● YOUR TASK: Edit the listing below so that each "bounding box" becomes "rectangle", keeping all other text unchanged. Leave the pictures out of your answer.

● EXCERPTED RECORDS:
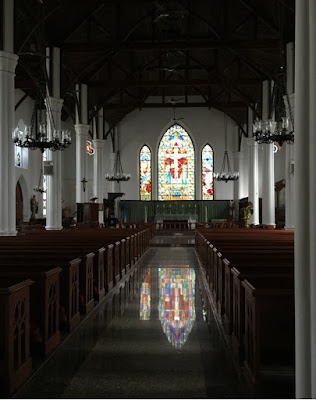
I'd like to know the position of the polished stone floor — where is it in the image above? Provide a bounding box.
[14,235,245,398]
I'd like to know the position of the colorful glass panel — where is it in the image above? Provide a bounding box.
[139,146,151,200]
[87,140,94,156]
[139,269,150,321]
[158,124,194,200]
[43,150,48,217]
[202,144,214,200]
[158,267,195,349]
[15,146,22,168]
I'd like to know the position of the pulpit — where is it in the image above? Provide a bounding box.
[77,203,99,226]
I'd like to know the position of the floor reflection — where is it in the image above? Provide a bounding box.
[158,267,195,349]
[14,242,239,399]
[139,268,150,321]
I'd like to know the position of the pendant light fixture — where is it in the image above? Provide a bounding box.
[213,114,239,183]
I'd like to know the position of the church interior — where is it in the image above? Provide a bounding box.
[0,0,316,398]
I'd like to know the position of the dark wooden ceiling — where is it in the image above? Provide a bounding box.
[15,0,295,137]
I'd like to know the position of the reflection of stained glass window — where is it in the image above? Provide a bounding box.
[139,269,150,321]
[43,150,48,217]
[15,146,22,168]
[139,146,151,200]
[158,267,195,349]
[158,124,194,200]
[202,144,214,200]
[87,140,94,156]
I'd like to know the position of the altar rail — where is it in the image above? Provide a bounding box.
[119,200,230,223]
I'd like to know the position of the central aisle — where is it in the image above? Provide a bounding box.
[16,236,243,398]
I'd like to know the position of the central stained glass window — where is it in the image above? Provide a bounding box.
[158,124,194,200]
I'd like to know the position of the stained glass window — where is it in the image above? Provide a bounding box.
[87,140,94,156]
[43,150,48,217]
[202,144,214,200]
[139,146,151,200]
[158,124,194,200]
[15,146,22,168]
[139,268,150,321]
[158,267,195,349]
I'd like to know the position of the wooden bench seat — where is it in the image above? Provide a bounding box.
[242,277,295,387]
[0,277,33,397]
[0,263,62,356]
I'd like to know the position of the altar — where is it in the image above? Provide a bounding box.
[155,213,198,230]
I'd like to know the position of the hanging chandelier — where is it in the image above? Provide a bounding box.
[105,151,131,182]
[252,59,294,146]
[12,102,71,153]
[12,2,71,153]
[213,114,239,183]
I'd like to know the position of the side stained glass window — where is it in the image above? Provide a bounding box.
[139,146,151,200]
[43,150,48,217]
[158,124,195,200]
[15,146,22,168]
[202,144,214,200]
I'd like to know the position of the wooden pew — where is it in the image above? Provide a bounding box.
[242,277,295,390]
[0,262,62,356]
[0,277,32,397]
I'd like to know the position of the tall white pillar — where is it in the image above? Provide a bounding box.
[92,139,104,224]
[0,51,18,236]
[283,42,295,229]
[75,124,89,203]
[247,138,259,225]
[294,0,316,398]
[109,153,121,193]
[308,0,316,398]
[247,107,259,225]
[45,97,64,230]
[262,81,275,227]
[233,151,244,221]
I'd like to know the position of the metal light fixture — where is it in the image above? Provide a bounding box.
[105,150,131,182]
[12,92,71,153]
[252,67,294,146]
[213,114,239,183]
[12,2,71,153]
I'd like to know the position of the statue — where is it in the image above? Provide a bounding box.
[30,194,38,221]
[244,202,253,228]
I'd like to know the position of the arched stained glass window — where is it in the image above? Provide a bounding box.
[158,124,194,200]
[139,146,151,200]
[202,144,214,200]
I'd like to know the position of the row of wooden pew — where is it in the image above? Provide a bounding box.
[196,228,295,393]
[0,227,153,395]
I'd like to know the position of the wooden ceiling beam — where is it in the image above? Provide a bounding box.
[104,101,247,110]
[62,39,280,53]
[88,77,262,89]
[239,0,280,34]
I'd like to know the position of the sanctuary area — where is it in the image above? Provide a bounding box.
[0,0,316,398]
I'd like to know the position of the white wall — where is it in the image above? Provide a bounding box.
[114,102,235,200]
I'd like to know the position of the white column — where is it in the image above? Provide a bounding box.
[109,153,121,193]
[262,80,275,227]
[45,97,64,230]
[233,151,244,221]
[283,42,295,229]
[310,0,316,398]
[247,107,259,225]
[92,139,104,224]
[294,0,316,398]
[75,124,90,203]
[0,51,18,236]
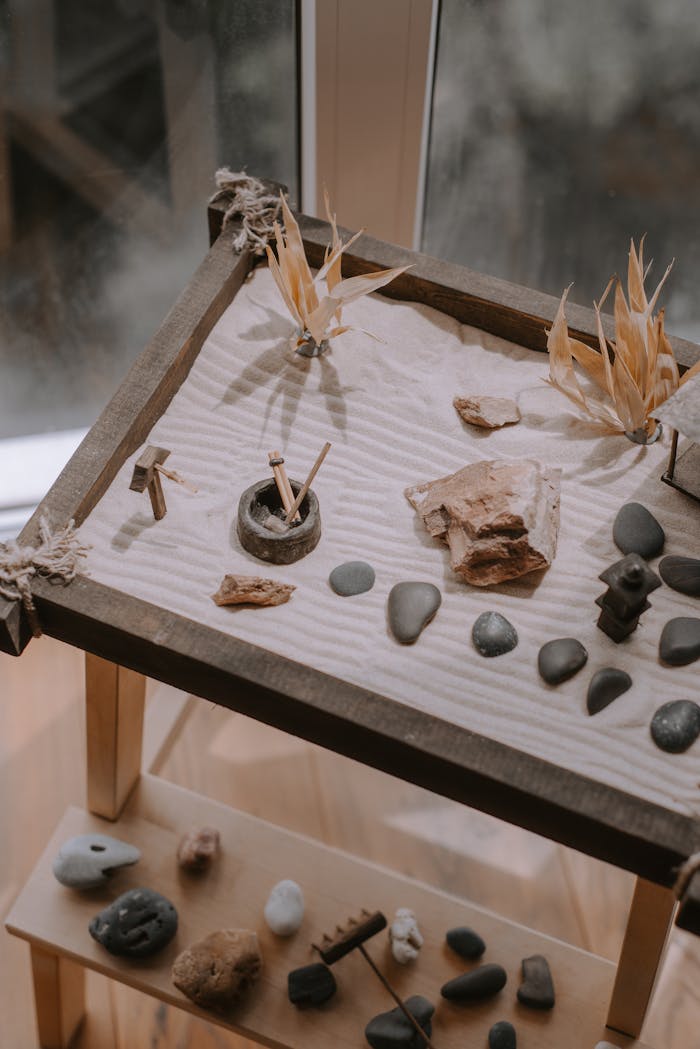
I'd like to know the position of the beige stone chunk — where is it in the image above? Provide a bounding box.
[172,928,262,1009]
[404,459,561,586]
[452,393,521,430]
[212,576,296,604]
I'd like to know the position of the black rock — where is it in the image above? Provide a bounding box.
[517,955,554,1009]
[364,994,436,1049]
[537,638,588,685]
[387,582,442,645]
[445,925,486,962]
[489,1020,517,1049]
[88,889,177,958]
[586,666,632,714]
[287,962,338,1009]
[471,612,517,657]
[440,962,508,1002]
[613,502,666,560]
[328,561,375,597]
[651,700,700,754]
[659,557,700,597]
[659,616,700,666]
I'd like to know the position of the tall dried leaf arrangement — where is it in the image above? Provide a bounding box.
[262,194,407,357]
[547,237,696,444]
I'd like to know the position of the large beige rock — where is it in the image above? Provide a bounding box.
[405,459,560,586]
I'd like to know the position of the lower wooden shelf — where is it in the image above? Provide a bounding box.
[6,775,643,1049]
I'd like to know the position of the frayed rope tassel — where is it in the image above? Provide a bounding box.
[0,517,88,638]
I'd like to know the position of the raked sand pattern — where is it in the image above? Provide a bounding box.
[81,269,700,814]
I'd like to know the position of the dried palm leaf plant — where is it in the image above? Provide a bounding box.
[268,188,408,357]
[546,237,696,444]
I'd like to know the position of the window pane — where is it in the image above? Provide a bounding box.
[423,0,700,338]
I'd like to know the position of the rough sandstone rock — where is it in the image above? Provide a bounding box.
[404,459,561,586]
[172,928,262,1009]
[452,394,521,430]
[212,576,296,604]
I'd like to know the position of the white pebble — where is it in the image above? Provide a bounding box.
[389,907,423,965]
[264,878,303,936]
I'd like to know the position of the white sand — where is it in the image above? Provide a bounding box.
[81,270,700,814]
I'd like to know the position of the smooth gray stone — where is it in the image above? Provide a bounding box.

● FULL SOLUTION:
I'd like to know the position of the polished stone floor — where is it in the image above? Provide a rectangle.
[14,235,245,398]
I'd like to know the position of the colorful glass panel — where is it in the image above? Provide a rectangle.
[139,146,151,200]
[87,140,94,156]
[139,269,150,321]
[158,124,194,200]
[43,150,48,217]
[202,144,214,200]
[158,267,195,349]
[15,146,22,168]
I'd like to know the position of the pulpit — where is it in the image above? Provide a rectangle.
[77,203,99,226]
I'd like to know the position of the floor reflection — where is it in the image above? Provide a rectangle.
[158,267,195,349]
[14,242,239,399]
[139,268,150,321]
I'd like to know the position of the pendant light fixture — where is it in the image above? Provide a rectangle.
[213,114,239,183]
I'd like to know the position of the church interior — where is it in the image above? Provide a rectangle.
[0,0,316,398]
I'd like to know the position of the dark wooden ceiling — where is it in the image above? Provide a rectangle.
[15,0,295,137]
I'd like to know the position of the reflection of stained glass window — where is it in the image above? Provide a rectangle.
[139,269,150,321]
[43,150,48,217]
[15,146,22,168]
[139,146,151,200]
[158,267,195,349]
[158,124,194,200]
[202,144,214,200]
[87,140,94,156]
I'd like to know the position of the altar rail — where is it in the image above? Provide a rectangle.
[119,200,230,223]
I'd like to know the position of the central aisle — where is it in the image above? Provide a rectangle.
[16,236,243,398]
I'd like to know the position of the central stained glass window — where is it in the image above? Provide a rectangle.
[158,124,194,200]
I'd like to know the position of the stained glass window — where is it in the image above? Provide a rectangle.
[87,140,94,156]
[43,150,48,217]
[202,144,214,200]
[139,146,151,200]
[158,124,194,200]
[15,146,22,168]
[139,268,150,321]
[158,267,195,349]
I'd like to know the position of the wooden bench seat — where is it in the image above? Provide a rectangle.
[242,277,295,387]
[0,277,33,397]
[0,263,62,356]
I'd like to know the position of the altar — where is it in the image above? Provide a rectangle.
[155,213,198,230]
I'd like to know the position of the hanging chandelier — where is it in the image above? Provide a rectangle.
[105,151,131,182]
[252,59,294,146]
[12,102,71,153]
[12,2,71,153]
[213,114,239,183]
I'd like to know the position of the side stained glass window — where is it in the image above? Provide a rectangle.
[139,146,151,200]
[43,150,48,217]
[158,124,195,200]
[15,146,22,168]
[202,144,214,200]
I'd like to know the position of the wooden pew — where is it in the image above? Provide a rectangle.
[242,277,295,390]
[0,262,62,356]
[0,277,32,397]
I'd like to know the position of the tall white pillar — where is it in the image above? Provide a rectangle.
[92,139,104,224]
[0,51,18,236]
[283,42,295,229]
[75,124,89,203]
[247,138,259,225]
[294,0,316,398]
[109,153,121,193]
[308,0,316,398]
[247,107,259,225]
[45,97,64,230]
[262,81,275,227]
[233,151,244,221]
I'd like to know the position of the metal light fixture — where is it in the image above? Provide a rectangle.
[105,150,131,182]
[12,92,71,153]
[252,67,294,146]
[213,114,239,183]
[12,2,71,153]
I'd like to know the position of the statue — where is it in the image above? Provide a rectangle.
[30,194,38,221]
[244,202,253,228]
I'd like to know the position of the arched stained glass window — where is it in the image above? Provide a rectangle.
[158,124,194,200]
[139,146,151,200]
[202,144,214,200]
I'd like to know the position of the row of wooden pew — where is it in the image above? Provide a rectangle.
[196,228,295,393]
[0,227,153,395]
I'd like to know the position of the wooden ceiling beam — where is it in the image above? Provide a rectangle.
[104,101,247,110]
[62,39,280,53]
[88,77,262,89]
[239,0,280,34]
I'd like to know the position of the sanctuary area — where is it in the image above? Provide a rectangle.
[0,0,316,398]
I'd like to know the position of the white wall — where is it in the image above? Provide a rectangle.
[114,102,235,200]
I'd like to know the position of the white column — where is it in the image above? Provide a rectangle.
[109,153,121,193]
[262,80,275,227]
[45,97,64,230]
[233,151,244,221]
[283,42,295,229]
[310,0,316,398]
[247,107,259,225]
[92,139,104,224]
[294,0,316,398]
[75,124,90,203]
[0,51,18,236]
I'd like to know the position of the beige stone chunk — where is it in the image above? Provide a rectangle.
[172,928,262,1009]
[404,459,561,586]
[452,393,521,430]
[212,576,296,604]
I'd like to know the position of the black rock — where is it in the image above? Provide a rectangle.
[517,955,554,1009]
[364,994,436,1049]
[537,638,588,685]
[387,582,442,645]
[445,925,486,962]
[489,1020,517,1049]
[88,889,177,958]
[586,666,632,714]
[287,962,338,1009]
[471,612,517,657]
[440,962,508,1002]
[613,502,666,560]
[328,561,375,597]
[651,700,700,754]
[659,557,700,597]
[659,616,700,666]
I'd like to know the position of the tall dried leaf arrangement — where is it in the image above? Provide a rectangle.
[262,194,407,357]
[547,237,696,444]
I'd like to know the position of the large beige rock — where is it in the image above? Provide a rectangle.
[405,459,560,586]
I'd like to know the position of the lower wooden shelf — where is it in the image above? Provide a rectangle.
[6,775,643,1049]
I'd like to know the position of the frayed rope tassel — where is it in the image above? Provide a rectangle.
[0,517,88,638]
I'd like to know the position of the raked sand pattern — where is it in the image above? Provide a rectangle.
[81,269,700,814]
I'd like to know the position of the dried palm leaf plant — where is it in the image above? Provide a rectangle.
[268,188,408,357]
[546,237,696,444]
I'd like to know the position of the window pane — where is it in the image above? Provide a rectangle.
[423,0,700,338]
I'd like to know the position of the rough sandstone rock — where is it in the image above? Provide a rectangle.
[404,459,561,586]
[172,928,262,1009]
[452,394,521,430]
[212,576,296,604]
I'd like to know the position of the white pebble — where is it in the image above? Provide a rectangle.
[389,907,423,965]
[264,878,303,936]
I'd like to know the position of the white sand — where is it in the image above? Provide a rectangle.
[81,270,700,814]
I'd like to know the position of the smooth gray stone — where is it in the image above? Provide a rectangle.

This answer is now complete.